Data rows:
##########

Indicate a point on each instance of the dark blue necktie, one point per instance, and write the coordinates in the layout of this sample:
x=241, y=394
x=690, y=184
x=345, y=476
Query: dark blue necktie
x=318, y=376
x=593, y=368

##########

Aim: Write out every item above word for word, with each line kept unchanged and in its original order.

Reply:
Indicate a point on each instance of the dark blue necktie, one point per instance, and write the coordinates in the layout of this sample:
x=241, y=394
x=690, y=184
x=345, y=476
Query: dark blue necktie
x=318, y=376
x=593, y=368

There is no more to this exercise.